## [问题与任务]
A: 根据短文回答下面几个问题：
(i) SSE2一次可以执行几个双精度浮点数运算？
(ii) SSE2一共有多少条指令？
(iii) 用单精度浮点数画斜线时出了什么问题？
B: 修改短文：把从“(under construction -- this”到“Adds 2 64bit doubles.”这一段重写一遍，其中的“incomplete”改成“unfinished”。

╭─ 阅读短文

BCB6运行SSE2指令

BCB6是早期的产物，有着快速优美的开发体验，可比喻为天堂般的享受。随着岁月的流失，BCB6的光芒逐渐暗淡，但光明依然存在，当运行SSE2指令后，有喜也有忧，喜的是可以运行加速指令，提高运算速度，忧的是SSE2后的指令再也运行不动了，这优美的软件，今天到了速度的边界，天堂的光芒在此消失，也许是千古绝唱。

为什么用SSE2指令？是为了加速，比如几秒放一帧图像无法实用。为什么用浮点数？绘图、DCT（离散余弦变换）等均需要浮点运算。为什么用双精度浮点数？曾用单精度浮点画一斜线，结果画的太斜了，封不上口，换用双精度浮点数当即完美。整形数CPU已经可以很好处理了，直到SSE2扩展指令才支持双精度浮点数，所以倾向于双精度浮点数加速。

所谓“指令”就是汇编，一种低级语言，执行速度最快。执行SSE2指令需要asm嵌入汇编，SSE2支持双精度浮点和整形数运算，一次可以执行2个双精度浮点数运算，称为SIMD（单指令多数据）。如果满载存取，需要16字节地址对齐，如果一次存取一个数据，则不需要。

变量定义：变量存在于内存中，因为一次可以执行2个双精度浮点数，所以需要定义一段128位的内存，一次存取16个字节，所以需要16个字节对齐。

__m128d：表示内存中128位的两个双精度浮点数。采用结构方式，定义如下：

#pragma pack(push)//保存对齐状态
#pragma pack(16)//设定为16字节对齐
struct __m128d //内存128双精度变量结构
{
  double m128_f64[2];//2个双精度浮点数
};
#pragma pack(pop)//恢复对齐状态

SSE2有144条指令，分为数据移动，数据运算，逻辑判断，数值比较等。

使用：以asm嵌入，装载数据，数据运算，传出数据过程。

asm
{
   1. 载入数据（装载Load）
   2. 运算数据
   3. 传出数据（存储Store）
}

已做好的函数（汇编）：

double double_Mul(double fD1, double fD2, double fD3)//乘
{
  double fRet;

  asm 
  {
    movsd XMM0, fD1  // XMM0 <- fD1
    mulsd XMM0, fD2  // fD1 = fD1 * fD2
    mulsd XMM0, fD3  // fD1 = fD1 * fD3
    movsd fRet, XMM0 // fRet <- XMM0
  }
  return fRet;
}

double double_Mul(double fD1, double fD2)//乘
{
  double fRet;

  asm 
  {
    movsd XMM0, fD1  // XMM0 <- fD1
    mulsd XMM0, fD2  // XMM0 = XMM0 * fD2
    movsd fRet, XMM0 // fRet <- XMM0
  }
  return fRet;
}

注：以上为我自学心得，仅供参考，部分自定义。在BCB6上应用，需自我量身，自我定做。

附录：SSE2 — OpCode List

(under construction -- this list might be incomplete?!)
Additionally, with AMD64's 64/128 bit register extensions some of the functionality changes...

Arithmetic:
addpd - Adds 2 64bit doubles.
addsd - Adds bottom 64bit doubles.
subpd - Subtracts 2 64bit doubles.
subsd - Subtracts bottom 64bit doubles.
mulpd - Multiplies 2 64bit doubles.
mulsd - Multiplies bottom 64bit doubles.
divpd - Divides 2 64bit doubles.
divsd - Divides bottom 64bit doubles.
maxpd - Gets largest of 2 64bit doubles for 2 sets.
maxsd - Gets largets of 2 64bit doubles to bottom set.
minpd - Gets smallest of 2 64bit doubles for 2 sets.

╰─
╭─ 数据摘录

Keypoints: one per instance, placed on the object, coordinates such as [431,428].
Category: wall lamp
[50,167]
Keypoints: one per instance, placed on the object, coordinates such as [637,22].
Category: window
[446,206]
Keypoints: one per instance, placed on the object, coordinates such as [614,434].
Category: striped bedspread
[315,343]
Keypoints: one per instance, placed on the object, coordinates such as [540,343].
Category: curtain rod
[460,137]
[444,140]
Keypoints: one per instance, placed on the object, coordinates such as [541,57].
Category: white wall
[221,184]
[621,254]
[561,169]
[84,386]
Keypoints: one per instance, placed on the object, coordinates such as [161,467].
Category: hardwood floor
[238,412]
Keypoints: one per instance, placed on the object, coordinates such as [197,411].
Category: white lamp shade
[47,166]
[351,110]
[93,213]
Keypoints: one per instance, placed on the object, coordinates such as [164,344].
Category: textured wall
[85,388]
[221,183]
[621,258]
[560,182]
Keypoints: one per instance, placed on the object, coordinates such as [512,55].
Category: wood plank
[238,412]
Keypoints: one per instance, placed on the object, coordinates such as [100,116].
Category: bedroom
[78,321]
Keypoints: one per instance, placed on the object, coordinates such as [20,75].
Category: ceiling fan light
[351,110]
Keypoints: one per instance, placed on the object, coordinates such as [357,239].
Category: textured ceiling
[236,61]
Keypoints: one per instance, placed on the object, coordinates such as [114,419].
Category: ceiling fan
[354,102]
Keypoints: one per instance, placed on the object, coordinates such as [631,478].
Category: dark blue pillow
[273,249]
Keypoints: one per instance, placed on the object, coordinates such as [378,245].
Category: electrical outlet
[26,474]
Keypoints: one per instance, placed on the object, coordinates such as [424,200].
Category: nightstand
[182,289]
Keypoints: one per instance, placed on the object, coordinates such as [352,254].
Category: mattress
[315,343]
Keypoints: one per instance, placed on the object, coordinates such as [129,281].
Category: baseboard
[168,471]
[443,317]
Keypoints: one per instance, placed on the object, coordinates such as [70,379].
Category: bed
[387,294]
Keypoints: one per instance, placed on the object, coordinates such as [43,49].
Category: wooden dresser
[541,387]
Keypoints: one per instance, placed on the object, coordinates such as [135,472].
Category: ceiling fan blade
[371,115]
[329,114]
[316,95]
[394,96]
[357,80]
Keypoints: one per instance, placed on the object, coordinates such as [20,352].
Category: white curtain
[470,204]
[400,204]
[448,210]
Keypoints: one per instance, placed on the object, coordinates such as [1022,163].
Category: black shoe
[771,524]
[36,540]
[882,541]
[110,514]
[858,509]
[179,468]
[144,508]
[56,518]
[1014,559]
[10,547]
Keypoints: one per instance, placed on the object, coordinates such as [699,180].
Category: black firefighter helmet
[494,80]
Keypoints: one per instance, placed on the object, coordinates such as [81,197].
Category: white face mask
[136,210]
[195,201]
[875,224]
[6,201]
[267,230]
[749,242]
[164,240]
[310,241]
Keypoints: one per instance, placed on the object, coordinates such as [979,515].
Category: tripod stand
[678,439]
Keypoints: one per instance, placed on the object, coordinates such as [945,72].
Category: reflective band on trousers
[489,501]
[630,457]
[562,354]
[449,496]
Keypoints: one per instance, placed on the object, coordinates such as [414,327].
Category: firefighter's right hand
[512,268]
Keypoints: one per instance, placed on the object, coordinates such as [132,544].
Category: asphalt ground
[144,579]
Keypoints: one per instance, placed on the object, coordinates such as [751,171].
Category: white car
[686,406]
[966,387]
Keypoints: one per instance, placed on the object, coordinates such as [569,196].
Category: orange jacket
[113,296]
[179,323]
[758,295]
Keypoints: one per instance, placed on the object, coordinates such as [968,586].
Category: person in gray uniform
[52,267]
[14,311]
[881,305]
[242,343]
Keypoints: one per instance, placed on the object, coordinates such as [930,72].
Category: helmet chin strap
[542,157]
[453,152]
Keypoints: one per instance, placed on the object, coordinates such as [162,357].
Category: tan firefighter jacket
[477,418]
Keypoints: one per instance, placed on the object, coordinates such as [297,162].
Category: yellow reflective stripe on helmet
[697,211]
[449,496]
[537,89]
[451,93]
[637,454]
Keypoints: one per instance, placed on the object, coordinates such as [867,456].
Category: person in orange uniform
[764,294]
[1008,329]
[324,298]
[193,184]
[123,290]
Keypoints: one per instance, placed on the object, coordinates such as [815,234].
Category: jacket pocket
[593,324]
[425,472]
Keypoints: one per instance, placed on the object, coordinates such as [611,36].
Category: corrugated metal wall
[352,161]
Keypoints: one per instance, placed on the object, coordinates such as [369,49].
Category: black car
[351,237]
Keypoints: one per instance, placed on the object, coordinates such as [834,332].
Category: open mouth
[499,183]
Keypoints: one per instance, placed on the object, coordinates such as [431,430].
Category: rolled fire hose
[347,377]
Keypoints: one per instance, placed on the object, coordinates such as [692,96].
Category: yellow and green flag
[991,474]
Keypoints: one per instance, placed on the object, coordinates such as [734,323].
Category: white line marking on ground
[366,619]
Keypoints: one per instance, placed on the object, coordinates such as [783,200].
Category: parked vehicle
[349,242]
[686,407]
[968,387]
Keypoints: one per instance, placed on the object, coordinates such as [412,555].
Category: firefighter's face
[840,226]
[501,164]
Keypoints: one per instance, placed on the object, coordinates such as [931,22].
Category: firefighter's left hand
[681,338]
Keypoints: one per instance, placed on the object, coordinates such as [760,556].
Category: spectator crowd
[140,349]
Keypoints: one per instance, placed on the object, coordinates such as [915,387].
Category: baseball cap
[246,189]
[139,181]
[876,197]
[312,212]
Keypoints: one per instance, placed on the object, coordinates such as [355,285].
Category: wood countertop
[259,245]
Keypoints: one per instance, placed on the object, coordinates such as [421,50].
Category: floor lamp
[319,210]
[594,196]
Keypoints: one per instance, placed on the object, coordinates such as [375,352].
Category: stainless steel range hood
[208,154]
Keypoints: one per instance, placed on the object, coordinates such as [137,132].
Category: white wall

╰─

## [逐题答案]
A:
(i) 2个
(ii) 144条
(iii) 画的太斜了，封不上口

B:
(under construction -- this list might be unfinished?!)
Additionally, with AMD64's 64/128 bit register extensions some of the functionality changes...

Arithmetic:
addpd - Adds 2 64bit doubles.